§ **How to complete this task**:
Take from the records below each line that holds "segment".

§ **Source records**:
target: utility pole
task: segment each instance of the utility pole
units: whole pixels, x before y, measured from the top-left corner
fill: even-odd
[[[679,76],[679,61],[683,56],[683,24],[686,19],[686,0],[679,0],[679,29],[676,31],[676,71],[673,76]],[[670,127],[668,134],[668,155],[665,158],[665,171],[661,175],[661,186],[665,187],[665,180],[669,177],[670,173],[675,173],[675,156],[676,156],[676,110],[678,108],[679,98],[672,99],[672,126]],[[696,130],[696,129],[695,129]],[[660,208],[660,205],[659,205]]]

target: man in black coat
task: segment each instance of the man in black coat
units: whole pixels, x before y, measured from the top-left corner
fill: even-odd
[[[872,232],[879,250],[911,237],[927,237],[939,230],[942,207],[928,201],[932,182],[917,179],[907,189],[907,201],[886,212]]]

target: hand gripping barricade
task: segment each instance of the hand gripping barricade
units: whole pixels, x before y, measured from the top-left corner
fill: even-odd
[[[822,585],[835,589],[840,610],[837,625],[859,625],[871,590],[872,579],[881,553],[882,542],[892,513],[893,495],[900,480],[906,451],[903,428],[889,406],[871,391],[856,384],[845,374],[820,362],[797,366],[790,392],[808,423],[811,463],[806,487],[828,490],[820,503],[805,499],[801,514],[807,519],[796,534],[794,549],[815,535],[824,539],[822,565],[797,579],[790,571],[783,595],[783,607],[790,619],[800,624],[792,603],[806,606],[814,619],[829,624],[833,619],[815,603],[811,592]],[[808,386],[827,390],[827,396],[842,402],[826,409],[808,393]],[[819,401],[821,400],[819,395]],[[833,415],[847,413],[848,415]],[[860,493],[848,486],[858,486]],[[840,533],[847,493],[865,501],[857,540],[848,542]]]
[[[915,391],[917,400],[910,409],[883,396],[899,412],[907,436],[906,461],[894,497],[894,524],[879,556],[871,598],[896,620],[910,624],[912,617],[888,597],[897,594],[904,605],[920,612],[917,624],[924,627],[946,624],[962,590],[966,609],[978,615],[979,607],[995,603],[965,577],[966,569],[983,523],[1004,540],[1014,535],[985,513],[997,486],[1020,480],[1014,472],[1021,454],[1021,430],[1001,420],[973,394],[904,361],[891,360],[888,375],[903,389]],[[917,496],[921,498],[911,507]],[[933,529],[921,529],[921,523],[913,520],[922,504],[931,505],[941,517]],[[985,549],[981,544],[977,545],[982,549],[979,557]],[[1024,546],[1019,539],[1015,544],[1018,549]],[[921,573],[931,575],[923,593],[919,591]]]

§ **Solution to this exercise**:
task: segment each instance of the utility pole
task: segment each instance of the man in black coat
task: segment each instance of the hand gripping barricade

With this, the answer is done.